start Article

Part of the Government’s levelling-up agenda is for gigabit-capable broadband (defined as a connection that supports download speeds of 1000 Megabits per second) to be available to at least 85% of UK premises by 2025 and nationwide by 2030.
Constituents may wish to know when the gigabit broadband roll–out will reach them. This article explains how to find and understand information regarding: broadband coverage in a constituency, the status of the roll–out of gigabit broadband, and other options available to constituents.
What is broadband coverage like in the UK?
The Commons Library’s broadband data dashboard allows users to explore broadband availability in each UK constituency. The dashboard is built using data supplied by Ofcom for its Connected Nations reports. Ofcom publishes its data annually with smaller interim updates twice per year. The Library’s dashboard will be updated as soon as possible following new data releases.
Unofficial data providing monthly coverage updates is available from ThinkBroadband.
How is gigabit broadband being rolled out?

end Article
start Record excerpts

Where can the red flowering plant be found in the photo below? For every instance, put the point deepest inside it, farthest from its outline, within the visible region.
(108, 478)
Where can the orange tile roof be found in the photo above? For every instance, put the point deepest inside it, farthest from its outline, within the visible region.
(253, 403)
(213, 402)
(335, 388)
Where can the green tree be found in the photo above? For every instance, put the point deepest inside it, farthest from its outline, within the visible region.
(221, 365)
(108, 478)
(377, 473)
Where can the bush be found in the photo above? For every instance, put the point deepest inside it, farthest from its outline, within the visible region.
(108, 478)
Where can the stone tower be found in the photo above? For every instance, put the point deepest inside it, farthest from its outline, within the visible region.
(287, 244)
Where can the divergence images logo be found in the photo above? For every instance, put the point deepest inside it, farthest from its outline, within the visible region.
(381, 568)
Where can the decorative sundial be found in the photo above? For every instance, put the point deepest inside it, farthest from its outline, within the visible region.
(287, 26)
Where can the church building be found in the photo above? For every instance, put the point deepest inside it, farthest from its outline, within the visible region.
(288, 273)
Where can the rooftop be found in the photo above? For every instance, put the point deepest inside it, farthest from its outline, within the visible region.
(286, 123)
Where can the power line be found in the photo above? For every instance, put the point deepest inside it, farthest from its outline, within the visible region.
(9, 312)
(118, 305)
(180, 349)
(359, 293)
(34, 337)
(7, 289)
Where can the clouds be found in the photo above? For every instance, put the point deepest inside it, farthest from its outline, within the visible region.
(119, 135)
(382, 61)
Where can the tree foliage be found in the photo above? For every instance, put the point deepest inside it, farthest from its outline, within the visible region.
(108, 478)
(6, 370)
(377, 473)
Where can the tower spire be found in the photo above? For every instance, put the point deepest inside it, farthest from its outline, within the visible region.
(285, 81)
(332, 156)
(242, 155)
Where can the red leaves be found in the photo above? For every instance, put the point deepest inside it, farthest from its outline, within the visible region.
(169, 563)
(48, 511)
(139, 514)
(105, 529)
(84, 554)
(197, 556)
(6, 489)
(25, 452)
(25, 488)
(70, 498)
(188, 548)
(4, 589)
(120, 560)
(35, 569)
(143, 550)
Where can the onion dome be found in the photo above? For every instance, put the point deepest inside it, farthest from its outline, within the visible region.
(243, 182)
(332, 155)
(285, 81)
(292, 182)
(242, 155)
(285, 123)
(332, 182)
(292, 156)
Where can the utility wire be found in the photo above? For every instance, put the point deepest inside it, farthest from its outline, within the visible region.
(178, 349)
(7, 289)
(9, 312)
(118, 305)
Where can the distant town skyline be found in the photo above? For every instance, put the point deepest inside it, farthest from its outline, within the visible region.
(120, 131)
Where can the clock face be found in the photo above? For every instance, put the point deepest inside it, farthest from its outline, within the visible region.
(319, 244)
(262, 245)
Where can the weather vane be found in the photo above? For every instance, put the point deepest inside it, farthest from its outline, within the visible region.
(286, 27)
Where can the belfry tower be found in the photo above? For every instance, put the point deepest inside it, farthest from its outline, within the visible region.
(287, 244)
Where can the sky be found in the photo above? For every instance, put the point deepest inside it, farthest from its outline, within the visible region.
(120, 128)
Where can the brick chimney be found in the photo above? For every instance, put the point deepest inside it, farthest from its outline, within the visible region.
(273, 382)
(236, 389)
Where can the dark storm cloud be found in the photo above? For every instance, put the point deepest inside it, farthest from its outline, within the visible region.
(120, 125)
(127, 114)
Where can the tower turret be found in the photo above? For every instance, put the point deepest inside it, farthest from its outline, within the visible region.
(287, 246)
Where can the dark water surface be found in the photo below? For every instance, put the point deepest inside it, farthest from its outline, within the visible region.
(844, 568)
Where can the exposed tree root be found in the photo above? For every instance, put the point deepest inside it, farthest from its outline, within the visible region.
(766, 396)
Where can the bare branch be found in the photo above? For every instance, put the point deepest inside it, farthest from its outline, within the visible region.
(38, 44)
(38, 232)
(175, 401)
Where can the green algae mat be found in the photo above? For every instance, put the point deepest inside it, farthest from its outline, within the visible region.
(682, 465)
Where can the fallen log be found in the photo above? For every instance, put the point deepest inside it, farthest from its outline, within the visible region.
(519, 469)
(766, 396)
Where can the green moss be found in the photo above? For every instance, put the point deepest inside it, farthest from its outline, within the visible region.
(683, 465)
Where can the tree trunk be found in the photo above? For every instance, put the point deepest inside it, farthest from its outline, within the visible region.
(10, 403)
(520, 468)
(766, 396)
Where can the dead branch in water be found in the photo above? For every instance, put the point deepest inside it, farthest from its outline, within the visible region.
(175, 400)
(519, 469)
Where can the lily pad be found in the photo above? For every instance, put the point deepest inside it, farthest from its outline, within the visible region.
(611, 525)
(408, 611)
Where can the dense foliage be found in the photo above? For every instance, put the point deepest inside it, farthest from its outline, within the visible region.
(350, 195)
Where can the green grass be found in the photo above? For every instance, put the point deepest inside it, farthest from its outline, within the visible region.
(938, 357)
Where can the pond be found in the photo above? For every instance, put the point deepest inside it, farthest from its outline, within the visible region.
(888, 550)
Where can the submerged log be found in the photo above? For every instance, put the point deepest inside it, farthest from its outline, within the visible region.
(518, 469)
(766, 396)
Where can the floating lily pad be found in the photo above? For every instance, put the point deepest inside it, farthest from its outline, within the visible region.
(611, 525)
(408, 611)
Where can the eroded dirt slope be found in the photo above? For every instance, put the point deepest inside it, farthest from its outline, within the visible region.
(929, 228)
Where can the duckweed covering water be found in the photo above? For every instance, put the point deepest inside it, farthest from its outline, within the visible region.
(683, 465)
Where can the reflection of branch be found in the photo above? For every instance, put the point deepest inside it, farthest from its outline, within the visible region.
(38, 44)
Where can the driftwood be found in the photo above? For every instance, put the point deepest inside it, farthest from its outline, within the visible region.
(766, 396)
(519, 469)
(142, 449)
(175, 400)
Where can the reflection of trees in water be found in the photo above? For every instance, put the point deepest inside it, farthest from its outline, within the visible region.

end Record excerpts

• [Exercise 1]: Write out the broadband article again from "The Commons Library’s" to "being rolled out?", switching "dashboard" to "tool" everywhere it occurs.
• [Exercise 2]: Proceed with the article on the gigabit broadband roll-out from the point where it stops.

• [Exercise result 1]:
The Commons Library’s broadband data tool allows users to explore broadband availability in each UK constituency. The tool is built using data supplied by Ofcom for its Connected Nations reports. Ofcom publishes its data annually with smaller interim updates twice per year. The Library’s tool will be updated as soon as possible following new data releases.
Unofficial data providing monthly coverage updates is available from ThinkBroadband.
How is gigabit broadband being rolled out?

• [Exercise result 2]:
The roll–out of gigabit broadband is largely being driven by private investment on a commercial basis. The UK Government has committed £5bn to help extend gigabit broadband coverage to areas that are not likely to be reached by the market. In these areas, public funding will top up industry investment to make builds commercially viable.
The public funding programme is called Project Gigabit. It is delivered by Building Digital UK (BDUK), an executive agency within DCMS.
BDUK anticipates that approximately 80% of UK premises will be reached commercially by the end of 2025. It intends for Project Gigabit funding to enable an additional 5% of premises to be reached by that date, and will then work with industry to get to as close to 100% as soon as possible thereafter.
BDUK reports on progress against this trajectory in quarterly project updates. The latest update was published in Spring 2022.
Where are commercial providers building networks?
Private companies do not generally make detailed roll–out plans available but some, including Openreach and City Fibre, have done so.
BDUK gathers information about the industry’s roll–out plans as part of the procurement process for Project Gigabit. Detailed information is not published for commercial reasons, but a general indication of areas that are expected to be reached by private investment may be available. There is more on this in the next section.
Which areas will benefit from Project Gigabit?
The main part of Project Gigabit is a series of public procurements covering areas that would not otherwise receive private investment. Suppliers bid for contracts to build in these areas, called ‘Lots.’ A table showing the current stage and projected timetable for each Lot is available on BDUK’s subsidy advice webpage (see ‘Project Gigabit – Table of Ongoing BDUK Subsidy Procurements’).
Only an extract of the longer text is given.